### Problem
Rewrite the material starting at the beginning and ending at the line that contains "[(116, 39), (83, 45), (298, 123), (16, 8), (52, 37)]", keeping every line but multiplying each answer coordinate by 2 and rounding to whole numbers, with halves rounded up. Leave all other numbers, including the sample coordinates in the format notes, unchanged.

↓

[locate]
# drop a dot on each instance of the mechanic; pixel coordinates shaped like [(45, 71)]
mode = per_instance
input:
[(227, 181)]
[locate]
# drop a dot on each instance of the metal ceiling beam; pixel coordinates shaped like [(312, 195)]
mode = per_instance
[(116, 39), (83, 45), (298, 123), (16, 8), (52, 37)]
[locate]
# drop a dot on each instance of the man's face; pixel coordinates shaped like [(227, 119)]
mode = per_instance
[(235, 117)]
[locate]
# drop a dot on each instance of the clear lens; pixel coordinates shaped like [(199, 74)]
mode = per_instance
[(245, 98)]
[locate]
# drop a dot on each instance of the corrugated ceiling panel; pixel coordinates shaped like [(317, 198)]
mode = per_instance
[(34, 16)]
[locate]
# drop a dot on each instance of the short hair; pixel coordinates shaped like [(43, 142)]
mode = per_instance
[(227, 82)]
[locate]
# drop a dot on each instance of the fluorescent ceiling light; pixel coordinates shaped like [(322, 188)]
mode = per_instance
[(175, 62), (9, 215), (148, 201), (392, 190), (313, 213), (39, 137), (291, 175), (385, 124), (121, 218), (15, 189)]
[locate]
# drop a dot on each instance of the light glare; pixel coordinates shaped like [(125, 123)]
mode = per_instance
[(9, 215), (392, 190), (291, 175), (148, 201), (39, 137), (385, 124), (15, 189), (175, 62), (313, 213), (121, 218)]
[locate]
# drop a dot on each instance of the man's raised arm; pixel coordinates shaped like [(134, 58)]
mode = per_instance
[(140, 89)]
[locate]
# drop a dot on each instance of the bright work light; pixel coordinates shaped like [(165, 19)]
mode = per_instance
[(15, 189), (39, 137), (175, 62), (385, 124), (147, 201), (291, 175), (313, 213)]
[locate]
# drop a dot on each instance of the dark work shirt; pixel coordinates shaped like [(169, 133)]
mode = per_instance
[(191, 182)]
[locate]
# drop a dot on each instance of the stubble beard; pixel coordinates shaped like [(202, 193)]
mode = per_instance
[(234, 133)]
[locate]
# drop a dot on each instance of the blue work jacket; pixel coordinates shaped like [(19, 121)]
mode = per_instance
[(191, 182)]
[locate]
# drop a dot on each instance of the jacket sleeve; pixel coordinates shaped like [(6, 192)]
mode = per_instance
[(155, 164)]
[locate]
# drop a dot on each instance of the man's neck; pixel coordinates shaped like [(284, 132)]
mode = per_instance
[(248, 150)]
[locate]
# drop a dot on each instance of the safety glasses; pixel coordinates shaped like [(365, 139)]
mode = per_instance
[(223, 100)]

↑

### Final result
[locate]
# drop a dot on each instance of the mechanic; pixel coordinates shaped like [(45, 71)]
mode = per_instance
input:
[(454, 362)]
[locate]
# drop a dot on each instance of the metal ceiling beam; pixel coordinates shaped like [(312, 195)]
mode = per_instance
[(232, 78), (166, 90), (596, 246), (32, 16), (104, 74)]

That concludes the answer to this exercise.